◆ YOUR INSTRUCTIONS
From the forum thread on relation extraction with scispacy, retype the section starting at "The idea is" and ending at "it. Thank you!", character for character.

◆ PASSAGE TO READ
I am working on extracting entities from scientific text (I am using scispacy) and later I will want to extract relations using hand-written rules. I have extracted entities and their character span successfully, and I can also get the pos and dependency tags for tokens and noun chunks. So I am comfortable with the two tasks separately, but I want to bring the two together and I have been stuck for a while.
The idea is that I want to be able to write rules such as: (just an example) if in a sentence/clause there are two entities where the first one is a 'DRUG/CHEMICAL' + is the subject, and the second one is a 'DISEASE' + is an object --> (then) infer 'treatment' relation between the two.
If anyone has any hints on how to approach this task, I would really appreciate it. Thank you!
S.
What I am doing to extract entities:
doc = nlp(text-with-more-than-one-sent)
for ent in doc.ents:
`... (get information about the ent e.g. its character span)`
Getting dependency information (for noun chunks and for tokens):
for chunk in doc.noun_chunks:
print(f"Text: {chunk.text}, Root text: {chunk.root.text}, Root dep: {chunk.root.dep_}, Root head text: {chunk.root.head.text}, POS: {chunk.root.head.pos_}")
_
for token in doc:
print(f"Text: {token.text}, DEP label: {token.dep_}, Head text: {token.head.text}, Head POS: {token.head.pos_}, Children: {[child for child in token.children]}")
You can use the
merge_entities
mini-component to convert entities to single tokens, which would simplify what you're trying to do. There's also a component to merge noun chunks similarly.

◆ LISTED ENTRIES

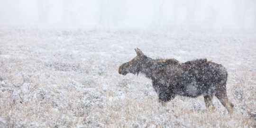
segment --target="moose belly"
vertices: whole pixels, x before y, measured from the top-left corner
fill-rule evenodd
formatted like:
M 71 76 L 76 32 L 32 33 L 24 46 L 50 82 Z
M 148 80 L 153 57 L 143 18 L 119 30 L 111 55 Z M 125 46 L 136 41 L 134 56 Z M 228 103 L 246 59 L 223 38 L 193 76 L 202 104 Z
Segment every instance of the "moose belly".
M 199 85 L 196 81 L 192 81 L 184 85 L 181 95 L 196 97 L 202 94 L 203 92 L 204 87 Z

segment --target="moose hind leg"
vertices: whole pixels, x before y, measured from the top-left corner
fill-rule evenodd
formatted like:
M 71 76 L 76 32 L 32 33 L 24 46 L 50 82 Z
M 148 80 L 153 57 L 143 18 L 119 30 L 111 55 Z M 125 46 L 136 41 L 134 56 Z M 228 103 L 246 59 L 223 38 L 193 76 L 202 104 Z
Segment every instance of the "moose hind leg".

◆ EXERCISE ANSWER
The idea is that I want to be able to write rules such as: (just an example) if in a sentence/clause there are two entities where the first one is a 'DRUG/CHEMICAL' + is the subject, and the second one is a 'DISEASE' + is an object --> (then) infer 'treatment' relation between the two.
If anyone has any hints on how to approach this task, I would really appreciate it. Thank you!